• **Work item**:
Answer with a single number stating how many lines of the entries below include the string "door".

** Data shown follows **

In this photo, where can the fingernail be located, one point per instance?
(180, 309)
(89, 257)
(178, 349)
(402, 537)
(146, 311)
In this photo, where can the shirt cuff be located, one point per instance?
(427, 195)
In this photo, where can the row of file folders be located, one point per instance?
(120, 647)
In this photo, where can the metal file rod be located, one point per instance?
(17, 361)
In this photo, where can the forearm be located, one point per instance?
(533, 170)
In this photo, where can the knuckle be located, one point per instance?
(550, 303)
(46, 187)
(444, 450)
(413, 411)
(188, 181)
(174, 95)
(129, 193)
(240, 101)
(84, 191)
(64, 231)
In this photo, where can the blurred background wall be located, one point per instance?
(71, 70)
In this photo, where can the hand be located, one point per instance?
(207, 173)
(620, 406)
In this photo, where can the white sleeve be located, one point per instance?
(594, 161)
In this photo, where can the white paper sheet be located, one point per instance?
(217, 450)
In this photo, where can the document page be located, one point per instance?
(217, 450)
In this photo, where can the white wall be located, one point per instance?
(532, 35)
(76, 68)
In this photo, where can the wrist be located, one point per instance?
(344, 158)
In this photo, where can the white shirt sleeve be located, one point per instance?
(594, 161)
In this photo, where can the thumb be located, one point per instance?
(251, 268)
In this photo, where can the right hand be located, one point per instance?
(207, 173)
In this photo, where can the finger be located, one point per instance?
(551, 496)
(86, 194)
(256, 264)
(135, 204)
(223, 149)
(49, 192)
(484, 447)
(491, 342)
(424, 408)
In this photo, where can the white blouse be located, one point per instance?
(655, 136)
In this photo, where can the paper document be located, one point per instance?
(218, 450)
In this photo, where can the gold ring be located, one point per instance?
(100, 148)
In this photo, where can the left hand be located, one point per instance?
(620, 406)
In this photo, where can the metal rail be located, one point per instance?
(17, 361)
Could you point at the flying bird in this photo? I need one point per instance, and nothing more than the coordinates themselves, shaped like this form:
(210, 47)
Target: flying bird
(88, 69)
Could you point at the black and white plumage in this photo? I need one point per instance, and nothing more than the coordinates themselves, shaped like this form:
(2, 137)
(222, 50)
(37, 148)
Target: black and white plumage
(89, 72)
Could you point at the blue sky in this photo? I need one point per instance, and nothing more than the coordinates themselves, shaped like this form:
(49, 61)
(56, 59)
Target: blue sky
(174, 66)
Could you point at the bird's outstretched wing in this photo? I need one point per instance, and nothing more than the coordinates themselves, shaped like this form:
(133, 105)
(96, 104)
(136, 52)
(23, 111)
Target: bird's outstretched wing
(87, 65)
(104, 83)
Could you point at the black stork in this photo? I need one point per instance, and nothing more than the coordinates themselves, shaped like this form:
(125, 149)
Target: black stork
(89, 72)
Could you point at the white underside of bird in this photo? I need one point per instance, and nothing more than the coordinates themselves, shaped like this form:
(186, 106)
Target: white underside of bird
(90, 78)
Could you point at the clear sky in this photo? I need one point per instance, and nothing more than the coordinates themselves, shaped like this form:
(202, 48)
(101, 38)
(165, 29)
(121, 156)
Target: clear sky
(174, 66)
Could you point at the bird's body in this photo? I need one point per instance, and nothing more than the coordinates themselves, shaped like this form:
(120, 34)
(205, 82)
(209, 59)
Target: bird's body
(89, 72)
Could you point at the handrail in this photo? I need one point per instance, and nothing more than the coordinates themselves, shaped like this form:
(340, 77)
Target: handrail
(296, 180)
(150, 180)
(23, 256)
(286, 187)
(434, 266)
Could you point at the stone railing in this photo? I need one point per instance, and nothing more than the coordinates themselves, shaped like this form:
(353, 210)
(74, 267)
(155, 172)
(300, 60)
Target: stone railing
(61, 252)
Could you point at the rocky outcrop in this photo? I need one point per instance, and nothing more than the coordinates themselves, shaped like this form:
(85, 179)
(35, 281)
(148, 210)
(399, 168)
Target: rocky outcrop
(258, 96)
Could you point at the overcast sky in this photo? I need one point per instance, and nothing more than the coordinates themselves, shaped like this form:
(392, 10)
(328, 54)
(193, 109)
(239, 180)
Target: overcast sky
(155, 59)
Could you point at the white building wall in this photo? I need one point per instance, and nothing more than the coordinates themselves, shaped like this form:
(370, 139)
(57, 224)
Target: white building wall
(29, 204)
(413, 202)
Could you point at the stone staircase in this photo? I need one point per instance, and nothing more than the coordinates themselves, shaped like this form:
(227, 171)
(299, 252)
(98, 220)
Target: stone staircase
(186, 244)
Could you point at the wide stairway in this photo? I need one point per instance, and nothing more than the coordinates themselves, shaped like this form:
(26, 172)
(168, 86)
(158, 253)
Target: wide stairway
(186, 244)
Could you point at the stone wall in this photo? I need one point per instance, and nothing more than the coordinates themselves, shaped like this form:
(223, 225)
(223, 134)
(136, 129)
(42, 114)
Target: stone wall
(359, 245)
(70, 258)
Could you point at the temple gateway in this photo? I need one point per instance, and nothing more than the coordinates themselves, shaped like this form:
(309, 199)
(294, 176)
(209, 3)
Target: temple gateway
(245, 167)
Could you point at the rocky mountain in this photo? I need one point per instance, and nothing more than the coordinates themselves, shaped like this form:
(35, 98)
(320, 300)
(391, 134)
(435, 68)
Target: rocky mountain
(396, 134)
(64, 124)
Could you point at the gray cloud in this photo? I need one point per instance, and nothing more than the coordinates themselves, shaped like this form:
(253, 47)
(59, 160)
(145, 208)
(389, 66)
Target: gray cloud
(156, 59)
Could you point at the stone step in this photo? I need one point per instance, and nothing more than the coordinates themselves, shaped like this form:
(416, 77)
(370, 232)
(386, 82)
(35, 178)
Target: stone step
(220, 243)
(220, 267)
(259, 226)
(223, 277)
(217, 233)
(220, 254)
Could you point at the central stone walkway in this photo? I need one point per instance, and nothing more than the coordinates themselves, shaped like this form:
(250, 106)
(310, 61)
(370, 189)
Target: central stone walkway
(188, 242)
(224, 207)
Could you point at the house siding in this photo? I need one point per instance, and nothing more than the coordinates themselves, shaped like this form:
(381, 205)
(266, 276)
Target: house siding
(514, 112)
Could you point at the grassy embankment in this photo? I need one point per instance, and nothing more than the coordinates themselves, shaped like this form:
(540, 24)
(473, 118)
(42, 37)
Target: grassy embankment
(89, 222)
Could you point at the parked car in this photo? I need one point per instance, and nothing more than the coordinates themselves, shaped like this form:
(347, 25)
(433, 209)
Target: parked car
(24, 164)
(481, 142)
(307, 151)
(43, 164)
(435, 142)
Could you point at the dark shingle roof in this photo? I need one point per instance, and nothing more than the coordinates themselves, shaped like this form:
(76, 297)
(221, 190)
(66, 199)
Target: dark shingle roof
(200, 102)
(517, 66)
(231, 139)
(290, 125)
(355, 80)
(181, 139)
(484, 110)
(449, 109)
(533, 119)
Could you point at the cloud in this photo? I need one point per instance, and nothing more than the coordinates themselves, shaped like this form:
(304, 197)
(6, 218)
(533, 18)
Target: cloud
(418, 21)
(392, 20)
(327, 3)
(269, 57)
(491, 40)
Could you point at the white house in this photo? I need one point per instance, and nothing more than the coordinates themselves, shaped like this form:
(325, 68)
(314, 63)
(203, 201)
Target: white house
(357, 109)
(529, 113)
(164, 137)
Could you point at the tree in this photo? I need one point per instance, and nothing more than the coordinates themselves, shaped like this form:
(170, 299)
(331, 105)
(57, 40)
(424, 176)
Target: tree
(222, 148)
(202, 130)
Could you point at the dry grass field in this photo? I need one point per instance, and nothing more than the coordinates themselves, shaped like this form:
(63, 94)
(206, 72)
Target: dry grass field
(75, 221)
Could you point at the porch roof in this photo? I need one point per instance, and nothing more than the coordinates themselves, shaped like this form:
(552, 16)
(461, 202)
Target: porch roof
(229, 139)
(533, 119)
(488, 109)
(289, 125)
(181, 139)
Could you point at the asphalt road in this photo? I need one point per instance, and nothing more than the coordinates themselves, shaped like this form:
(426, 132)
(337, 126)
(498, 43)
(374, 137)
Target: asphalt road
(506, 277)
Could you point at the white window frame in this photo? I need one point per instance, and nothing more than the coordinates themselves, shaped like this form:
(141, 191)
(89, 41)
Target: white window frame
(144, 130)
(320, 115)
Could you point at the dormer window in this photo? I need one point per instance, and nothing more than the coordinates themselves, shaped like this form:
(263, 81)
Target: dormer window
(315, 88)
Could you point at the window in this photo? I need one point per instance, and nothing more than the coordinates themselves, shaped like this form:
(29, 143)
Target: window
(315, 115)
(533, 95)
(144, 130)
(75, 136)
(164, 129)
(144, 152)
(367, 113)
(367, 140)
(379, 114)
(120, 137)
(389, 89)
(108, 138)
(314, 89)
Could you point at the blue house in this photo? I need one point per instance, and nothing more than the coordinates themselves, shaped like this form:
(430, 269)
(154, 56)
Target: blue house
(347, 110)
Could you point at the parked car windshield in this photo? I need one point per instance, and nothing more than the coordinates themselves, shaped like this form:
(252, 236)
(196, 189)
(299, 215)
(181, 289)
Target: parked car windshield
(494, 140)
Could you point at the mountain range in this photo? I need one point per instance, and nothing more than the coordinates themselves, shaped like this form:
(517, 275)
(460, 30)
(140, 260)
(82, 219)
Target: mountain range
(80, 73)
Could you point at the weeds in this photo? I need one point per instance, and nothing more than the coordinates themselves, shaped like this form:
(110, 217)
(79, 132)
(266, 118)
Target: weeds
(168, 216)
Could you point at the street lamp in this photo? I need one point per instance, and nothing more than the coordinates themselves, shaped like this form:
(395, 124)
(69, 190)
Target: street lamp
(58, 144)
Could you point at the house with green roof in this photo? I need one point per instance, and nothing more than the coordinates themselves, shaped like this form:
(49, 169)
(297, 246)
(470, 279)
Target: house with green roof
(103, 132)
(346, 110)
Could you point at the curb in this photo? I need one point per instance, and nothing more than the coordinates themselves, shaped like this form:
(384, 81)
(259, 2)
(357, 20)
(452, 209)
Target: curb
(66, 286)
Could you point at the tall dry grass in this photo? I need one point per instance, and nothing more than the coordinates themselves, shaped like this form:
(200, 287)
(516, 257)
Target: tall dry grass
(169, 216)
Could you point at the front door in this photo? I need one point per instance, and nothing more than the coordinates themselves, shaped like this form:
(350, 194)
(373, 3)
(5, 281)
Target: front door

** End of Data shown **

• **Result**:
2